Starting at the line that holds "of the reflection", restate every line word for word up to and including the last one in the listing below, and omit all pictures.

(Records from a collection)
=====

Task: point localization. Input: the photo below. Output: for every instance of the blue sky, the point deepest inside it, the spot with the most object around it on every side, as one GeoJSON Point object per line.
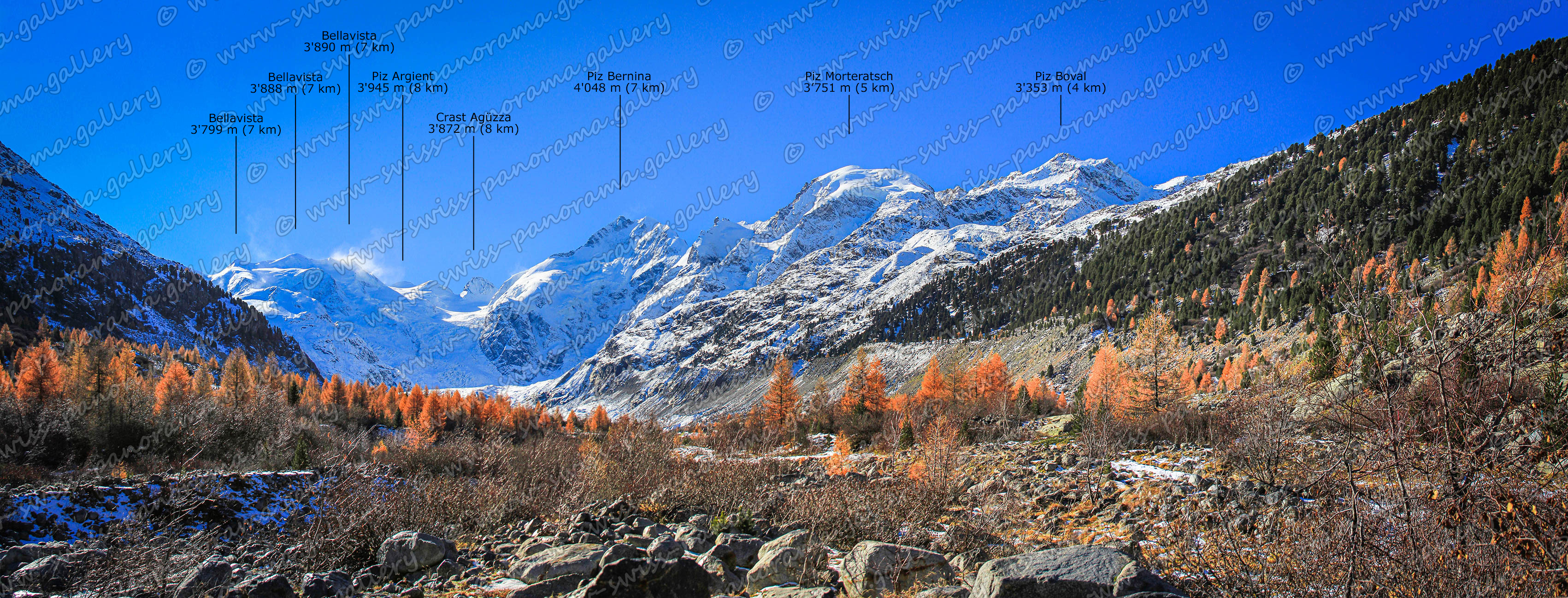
{"type": "Point", "coordinates": [1192, 87]}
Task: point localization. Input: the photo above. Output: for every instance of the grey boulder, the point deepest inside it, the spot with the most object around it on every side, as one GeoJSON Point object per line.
{"type": "Point", "coordinates": [47, 574]}
{"type": "Point", "coordinates": [742, 545]}
{"type": "Point", "coordinates": [650, 578]}
{"type": "Point", "coordinates": [327, 585]}
{"type": "Point", "coordinates": [796, 592]}
{"type": "Point", "coordinates": [666, 548]}
{"type": "Point", "coordinates": [876, 567]}
{"type": "Point", "coordinates": [778, 567]}
{"type": "Point", "coordinates": [572, 559]}
{"type": "Point", "coordinates": [549, 587]}
{"type": "Point", "coordinates": [1075, 572]}
{"type": "Point", "coordinates": [412, 551]}
{"type": "Point", "coordinates": [799, 540]}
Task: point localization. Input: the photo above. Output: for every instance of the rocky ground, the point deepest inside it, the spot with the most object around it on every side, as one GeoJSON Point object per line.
{"type": "Point", "coordinates": [1057, 521]}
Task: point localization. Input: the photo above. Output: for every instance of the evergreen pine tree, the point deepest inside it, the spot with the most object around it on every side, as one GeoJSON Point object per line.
{"type": "Point", "coordinates": [1326, 352]}
{"type": "Point", "coordinates": [301, 459]}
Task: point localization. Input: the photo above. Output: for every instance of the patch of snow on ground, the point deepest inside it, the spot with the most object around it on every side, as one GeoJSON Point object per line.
{"type": "Point", "coordinates": [1147, 470]}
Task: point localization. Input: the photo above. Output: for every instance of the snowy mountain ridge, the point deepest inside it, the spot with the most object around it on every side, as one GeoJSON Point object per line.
{"type": "Point", "coordinates": [645, 321]}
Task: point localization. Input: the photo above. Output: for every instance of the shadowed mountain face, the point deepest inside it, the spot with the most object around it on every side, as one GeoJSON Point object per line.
{"type": "Point", "coordinates": [62, 263]}
{"type": "Point", "coordinates": [648, 321]}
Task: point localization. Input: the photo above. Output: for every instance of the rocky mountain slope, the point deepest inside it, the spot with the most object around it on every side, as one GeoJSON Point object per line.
{"type": "Point", "coordinates": [645, 321]}
{"type": "Point", "coordinates": [63, 263]}
{"type": "Point", "coordinates": [356, 327]}
{"type": "Point", "coordinates": [807, 280]}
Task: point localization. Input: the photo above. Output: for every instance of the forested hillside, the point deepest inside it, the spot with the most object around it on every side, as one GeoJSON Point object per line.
{"type": "Point", "coordinates": [1420, 189]}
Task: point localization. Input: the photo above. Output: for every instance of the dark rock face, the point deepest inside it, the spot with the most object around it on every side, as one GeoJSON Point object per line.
{"type": "Point", "coordinates": [327, 585]}
{"type": "Point", "coordinates": [269, 586]}
{"type": "Point", "coordinates": [1075, 572]}
{"type": "Point", "coordinates": [209, 575]}
{"type": "Point", "coordinates": [650, 578]}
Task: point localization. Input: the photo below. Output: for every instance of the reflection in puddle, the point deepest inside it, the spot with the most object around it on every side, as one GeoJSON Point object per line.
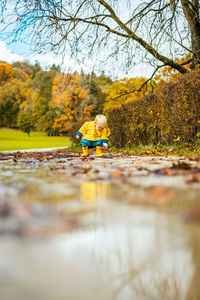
{"type": "Point", "coordinates": [119, 252]}
{"type": "Point", "coordinates": [91, 191]}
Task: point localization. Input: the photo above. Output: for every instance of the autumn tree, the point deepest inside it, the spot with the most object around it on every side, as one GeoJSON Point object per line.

=====

*The response:*
Task: point localization. Input: the photo below. Output: for every instance of the reflection in puddle, the point deepest inside it, the spot with the most object around it on every side, as one GeoJSON Point object per line.
{"type": "Point", "coordinates": [119, 252]}
{"type": "Point", "coordinates": [91, 191]}
Task: point localization. Input: the photo above. Output: for every instance of the autumn tree, the point deepest inside it, the spot with the most object around it on every side, as one GeoJSON Point object per line.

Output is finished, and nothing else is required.